School and Community Teams, Skaters of All Skills and Ages Take Advantage of Area's Newest Rink
During the original formative stages of the Kettler Capitals Ice Rink, developers intended on designing a building in Ballston that would serve as a first-rate practice facility for D.C.'s NHL franchise, the Washington Capitals.
Since its inception however, the rink has become much more to a much larger number of people than just professional hockey types.
The Capitals, in an effort to give back to the community, opened the Kettler Rink to the public in November 2006 and now, nearly a year and a half later, the Ballston community as a whole has benefited from the Capitals’ generosity.
The Kettler Capitals Iceplex is the first indoor ice rink in the Capital Beltway in Virginia. It features two NHL-size rinks with seating to accommodate 1,200. Ironically, the Iceplex opened to the public before the Capitals even laid their skates on the ice for the first time, as the rink’s public grand opening occurred while the finishing touches were being placed on the Caps' locker rooms.
Today many local schools and organizations find themselves calling the Iceplex home. Local high schools such as Yorktown, Washington-Lee, West Springfield and T.C. Williams all skate on Kettler as their home ice, along with local colleges teams from Georgetown, George Mason, and the womens’ teams of George Washington and American University.

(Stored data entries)
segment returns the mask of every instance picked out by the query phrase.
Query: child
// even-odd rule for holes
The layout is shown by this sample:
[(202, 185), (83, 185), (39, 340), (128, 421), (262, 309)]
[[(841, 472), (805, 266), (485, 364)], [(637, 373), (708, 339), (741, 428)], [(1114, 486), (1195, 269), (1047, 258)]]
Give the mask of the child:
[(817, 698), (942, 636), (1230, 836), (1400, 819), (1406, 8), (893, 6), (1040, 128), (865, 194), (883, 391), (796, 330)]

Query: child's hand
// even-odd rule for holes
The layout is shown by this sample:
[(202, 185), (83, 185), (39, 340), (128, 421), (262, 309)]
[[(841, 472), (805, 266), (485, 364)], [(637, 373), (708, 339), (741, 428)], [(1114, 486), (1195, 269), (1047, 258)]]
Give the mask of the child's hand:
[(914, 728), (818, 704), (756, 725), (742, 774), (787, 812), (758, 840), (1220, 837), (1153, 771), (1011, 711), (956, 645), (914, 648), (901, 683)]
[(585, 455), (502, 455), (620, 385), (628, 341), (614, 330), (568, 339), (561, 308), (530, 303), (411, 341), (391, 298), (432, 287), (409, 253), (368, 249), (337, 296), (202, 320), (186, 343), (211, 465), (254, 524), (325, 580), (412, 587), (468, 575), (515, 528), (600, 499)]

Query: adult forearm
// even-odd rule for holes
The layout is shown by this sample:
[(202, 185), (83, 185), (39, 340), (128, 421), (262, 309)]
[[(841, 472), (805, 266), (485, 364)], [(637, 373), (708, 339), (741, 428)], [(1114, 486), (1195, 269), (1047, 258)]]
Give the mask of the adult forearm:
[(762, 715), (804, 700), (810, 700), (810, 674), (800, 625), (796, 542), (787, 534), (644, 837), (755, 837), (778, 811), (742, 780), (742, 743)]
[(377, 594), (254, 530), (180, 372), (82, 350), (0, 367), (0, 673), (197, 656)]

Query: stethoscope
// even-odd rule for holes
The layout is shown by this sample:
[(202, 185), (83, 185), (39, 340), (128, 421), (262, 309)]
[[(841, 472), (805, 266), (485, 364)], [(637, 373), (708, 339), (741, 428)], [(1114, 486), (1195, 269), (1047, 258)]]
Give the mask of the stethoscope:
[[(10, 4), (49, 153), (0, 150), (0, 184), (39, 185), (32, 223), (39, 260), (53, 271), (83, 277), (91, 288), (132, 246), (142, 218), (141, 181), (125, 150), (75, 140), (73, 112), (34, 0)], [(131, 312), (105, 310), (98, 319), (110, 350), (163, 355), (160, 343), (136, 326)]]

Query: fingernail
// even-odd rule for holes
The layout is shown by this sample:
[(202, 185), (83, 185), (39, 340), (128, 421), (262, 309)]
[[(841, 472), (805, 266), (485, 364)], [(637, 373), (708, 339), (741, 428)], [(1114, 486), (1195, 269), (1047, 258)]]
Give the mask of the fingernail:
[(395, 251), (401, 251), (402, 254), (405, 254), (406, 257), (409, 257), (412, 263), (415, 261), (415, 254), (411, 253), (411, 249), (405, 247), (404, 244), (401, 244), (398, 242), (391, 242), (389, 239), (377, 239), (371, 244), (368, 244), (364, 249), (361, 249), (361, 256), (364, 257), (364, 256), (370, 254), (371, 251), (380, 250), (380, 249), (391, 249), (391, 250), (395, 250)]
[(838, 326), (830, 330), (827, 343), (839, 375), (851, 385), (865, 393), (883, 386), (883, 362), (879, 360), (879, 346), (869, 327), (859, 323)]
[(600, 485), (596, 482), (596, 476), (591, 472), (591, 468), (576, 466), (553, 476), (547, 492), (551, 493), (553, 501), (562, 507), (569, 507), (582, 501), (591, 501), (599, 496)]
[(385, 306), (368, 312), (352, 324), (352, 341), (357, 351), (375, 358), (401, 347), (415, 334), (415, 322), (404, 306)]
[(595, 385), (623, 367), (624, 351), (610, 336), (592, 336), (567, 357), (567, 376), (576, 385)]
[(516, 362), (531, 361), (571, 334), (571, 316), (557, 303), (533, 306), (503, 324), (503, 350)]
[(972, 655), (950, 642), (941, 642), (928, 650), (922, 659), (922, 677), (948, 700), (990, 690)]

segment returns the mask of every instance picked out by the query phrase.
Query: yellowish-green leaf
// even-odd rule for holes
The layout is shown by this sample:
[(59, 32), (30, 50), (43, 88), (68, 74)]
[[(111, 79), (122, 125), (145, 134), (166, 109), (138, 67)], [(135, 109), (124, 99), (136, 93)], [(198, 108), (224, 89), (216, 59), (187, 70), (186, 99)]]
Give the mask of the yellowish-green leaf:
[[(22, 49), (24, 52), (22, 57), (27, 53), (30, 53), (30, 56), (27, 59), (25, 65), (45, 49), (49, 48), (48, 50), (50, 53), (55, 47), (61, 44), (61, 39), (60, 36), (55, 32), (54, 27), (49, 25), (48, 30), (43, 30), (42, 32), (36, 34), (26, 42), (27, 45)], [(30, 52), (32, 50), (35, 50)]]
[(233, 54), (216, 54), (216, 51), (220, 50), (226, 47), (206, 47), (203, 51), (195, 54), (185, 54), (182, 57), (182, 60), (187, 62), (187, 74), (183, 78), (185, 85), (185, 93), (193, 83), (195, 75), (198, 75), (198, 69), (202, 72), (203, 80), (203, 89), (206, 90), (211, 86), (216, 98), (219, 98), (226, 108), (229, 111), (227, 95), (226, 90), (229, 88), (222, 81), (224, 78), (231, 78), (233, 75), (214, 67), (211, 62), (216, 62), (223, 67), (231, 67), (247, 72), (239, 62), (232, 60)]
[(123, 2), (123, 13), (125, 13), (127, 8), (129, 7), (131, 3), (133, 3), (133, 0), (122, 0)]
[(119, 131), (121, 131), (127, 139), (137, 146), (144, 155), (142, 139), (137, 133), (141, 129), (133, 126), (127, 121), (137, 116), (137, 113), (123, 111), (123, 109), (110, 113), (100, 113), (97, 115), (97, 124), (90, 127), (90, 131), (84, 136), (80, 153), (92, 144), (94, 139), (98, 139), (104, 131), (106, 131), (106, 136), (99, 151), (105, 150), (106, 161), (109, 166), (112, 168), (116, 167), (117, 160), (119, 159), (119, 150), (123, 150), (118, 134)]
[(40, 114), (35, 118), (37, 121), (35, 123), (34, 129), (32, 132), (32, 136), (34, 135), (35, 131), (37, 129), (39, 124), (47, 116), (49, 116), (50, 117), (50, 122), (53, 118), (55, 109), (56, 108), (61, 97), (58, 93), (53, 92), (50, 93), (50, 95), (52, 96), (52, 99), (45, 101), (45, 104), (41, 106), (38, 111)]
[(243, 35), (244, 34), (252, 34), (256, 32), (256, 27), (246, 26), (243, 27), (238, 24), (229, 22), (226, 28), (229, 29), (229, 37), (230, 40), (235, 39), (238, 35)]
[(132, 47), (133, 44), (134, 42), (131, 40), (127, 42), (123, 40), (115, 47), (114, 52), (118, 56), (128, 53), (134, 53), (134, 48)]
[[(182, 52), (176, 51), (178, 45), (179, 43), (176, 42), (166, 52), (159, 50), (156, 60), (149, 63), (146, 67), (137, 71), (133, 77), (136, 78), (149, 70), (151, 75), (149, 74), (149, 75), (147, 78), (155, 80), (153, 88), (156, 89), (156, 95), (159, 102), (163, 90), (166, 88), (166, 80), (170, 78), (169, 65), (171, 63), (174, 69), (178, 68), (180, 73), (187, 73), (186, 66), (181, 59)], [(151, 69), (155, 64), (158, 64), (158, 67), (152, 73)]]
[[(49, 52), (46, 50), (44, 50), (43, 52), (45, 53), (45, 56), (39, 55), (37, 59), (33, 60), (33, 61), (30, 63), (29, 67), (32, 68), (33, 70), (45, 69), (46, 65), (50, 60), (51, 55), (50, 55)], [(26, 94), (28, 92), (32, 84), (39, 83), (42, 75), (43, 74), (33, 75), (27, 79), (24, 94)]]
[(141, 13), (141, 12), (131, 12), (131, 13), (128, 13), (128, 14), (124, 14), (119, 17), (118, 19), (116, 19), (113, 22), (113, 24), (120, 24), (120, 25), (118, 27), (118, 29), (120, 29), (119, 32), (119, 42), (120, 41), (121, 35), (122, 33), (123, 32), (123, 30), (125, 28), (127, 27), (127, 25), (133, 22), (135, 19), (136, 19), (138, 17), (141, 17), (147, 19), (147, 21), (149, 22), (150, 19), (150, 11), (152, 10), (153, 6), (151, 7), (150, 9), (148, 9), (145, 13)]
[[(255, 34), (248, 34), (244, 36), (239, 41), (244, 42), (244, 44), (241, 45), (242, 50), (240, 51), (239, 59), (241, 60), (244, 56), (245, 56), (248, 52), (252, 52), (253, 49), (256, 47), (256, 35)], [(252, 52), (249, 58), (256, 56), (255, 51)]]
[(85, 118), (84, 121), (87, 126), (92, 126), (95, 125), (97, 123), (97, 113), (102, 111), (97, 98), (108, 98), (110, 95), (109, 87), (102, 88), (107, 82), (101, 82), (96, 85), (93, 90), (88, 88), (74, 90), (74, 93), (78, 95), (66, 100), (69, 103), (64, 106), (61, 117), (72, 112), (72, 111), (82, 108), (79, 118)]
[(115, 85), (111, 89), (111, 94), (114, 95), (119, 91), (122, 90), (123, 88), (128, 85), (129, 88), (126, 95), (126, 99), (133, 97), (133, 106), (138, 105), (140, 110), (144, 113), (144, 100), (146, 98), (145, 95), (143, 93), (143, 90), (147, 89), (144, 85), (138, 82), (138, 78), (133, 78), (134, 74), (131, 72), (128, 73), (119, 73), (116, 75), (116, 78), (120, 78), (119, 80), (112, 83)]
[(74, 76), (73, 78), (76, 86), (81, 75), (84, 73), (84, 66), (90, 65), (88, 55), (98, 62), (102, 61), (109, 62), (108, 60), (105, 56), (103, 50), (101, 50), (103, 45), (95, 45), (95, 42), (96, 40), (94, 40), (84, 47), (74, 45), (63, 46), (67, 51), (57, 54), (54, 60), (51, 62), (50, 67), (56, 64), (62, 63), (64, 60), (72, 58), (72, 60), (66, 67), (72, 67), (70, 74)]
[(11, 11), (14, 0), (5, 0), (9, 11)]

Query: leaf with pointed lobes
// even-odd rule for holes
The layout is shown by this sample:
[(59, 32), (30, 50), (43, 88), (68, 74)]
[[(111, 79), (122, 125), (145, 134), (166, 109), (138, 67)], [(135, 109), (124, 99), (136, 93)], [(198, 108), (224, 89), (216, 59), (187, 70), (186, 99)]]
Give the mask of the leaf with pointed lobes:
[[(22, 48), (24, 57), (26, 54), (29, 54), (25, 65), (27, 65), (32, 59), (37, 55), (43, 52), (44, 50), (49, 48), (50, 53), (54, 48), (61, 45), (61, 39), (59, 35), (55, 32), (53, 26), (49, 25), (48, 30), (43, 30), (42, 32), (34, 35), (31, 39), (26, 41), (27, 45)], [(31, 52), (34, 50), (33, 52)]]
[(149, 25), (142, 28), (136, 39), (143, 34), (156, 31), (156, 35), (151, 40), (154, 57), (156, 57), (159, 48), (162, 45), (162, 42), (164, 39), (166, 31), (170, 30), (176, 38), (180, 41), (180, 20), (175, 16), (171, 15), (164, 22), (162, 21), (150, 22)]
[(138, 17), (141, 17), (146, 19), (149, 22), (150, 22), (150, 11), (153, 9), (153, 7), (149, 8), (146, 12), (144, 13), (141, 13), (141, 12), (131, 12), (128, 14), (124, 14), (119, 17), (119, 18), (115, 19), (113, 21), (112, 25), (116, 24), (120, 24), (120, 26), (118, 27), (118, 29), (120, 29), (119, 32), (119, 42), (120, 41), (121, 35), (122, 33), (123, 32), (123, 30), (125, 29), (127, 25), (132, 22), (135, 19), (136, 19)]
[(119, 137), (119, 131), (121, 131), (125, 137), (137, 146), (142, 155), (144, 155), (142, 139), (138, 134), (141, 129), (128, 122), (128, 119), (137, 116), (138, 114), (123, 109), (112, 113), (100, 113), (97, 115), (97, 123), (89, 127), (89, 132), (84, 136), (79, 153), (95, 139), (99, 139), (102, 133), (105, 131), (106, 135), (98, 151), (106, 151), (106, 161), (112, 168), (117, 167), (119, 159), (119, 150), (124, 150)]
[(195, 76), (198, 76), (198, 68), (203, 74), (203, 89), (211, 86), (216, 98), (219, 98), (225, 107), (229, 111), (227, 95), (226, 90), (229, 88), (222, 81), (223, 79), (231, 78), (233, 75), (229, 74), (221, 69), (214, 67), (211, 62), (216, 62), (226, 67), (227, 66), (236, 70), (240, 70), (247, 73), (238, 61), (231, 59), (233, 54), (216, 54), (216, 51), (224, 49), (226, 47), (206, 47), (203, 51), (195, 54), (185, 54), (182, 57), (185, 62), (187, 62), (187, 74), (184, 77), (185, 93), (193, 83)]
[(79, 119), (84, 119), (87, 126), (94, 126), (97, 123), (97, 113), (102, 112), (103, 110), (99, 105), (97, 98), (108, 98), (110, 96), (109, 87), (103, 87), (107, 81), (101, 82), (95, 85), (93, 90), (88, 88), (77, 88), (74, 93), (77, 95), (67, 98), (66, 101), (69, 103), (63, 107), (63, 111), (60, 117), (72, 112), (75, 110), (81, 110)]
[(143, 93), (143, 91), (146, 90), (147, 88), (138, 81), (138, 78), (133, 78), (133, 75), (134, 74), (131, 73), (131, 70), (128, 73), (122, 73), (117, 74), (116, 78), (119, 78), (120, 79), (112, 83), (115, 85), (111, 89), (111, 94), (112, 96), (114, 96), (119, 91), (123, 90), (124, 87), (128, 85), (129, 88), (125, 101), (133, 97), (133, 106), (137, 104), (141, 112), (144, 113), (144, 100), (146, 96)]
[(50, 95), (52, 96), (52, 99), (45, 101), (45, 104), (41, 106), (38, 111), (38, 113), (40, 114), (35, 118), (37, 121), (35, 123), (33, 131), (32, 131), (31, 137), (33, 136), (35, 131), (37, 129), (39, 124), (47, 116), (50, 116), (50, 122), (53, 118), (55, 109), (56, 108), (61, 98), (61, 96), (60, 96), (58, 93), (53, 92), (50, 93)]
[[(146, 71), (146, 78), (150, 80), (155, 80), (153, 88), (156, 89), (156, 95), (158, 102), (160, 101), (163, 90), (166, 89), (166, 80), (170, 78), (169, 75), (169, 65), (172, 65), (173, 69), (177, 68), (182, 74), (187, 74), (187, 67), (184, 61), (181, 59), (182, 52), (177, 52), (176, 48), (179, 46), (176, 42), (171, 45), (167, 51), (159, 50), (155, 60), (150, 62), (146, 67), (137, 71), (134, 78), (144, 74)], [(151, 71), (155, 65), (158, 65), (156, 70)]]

* _Problem description_
Continue the article on the Kettler Capitals Iceplex from the point where it stops. The data above is not required for the work that follows.

* _Exercise response_
However, schools aren’t the only groups to benefit from the opening of the Iceplex. The Washington Little Caps, a USA Hockey Tier I youth hockey organization, now bases themselves out of the Iceplex, along with Team Maryland. Both are members of the Atlantic Youth Hockey League.
The Little Caps have historically been considered nomadic, moving between up to four rinks during the course of a season; however, thanks to the amenities provided at Kettler, the Little Caps finally have a permanent home for their players. The Dallas Stars’ Jeff Halpern and San Jose Sharks’ Jeremy Roenick each earned valuable travel experience with the Little Caps during their early years.
A local adult hockey league also exists at Kettler, as well as the “Mites on Ice” program, where three-or-four-year-old children get a chance to skate on the ice between periods of certain games.
Besides the amenities provided to these local organizations, anyone and everyone interested in a day on the ice can find reprieve at the Kettler Iceplex. Kettler features a skate rental service, figure skating and hockey lessons, as well as a “learn to skate” program for beginners not ready to take to the ice with the general public.
Those who remember their formative year birthday parties at ice rinks can also relive the experience, as Kettler offers special birthday party deals as well. Partiers have their own private room for an hour, then get a free skate rental and admission to the public skate session. Furthermore, depending on availability, “Slapshot,” the Washington Capitals’ mascot, could make a surprise appearance at a birthday party.
The complex has also served the Capitals well, housing state-of-the-art training facilities — a 20,000 sq. ft. training center with weight and fitness rooms — along with front office space for the Capitals. The building also contains athletic-training and medical facilities, locker-room and lounge areas and a video room.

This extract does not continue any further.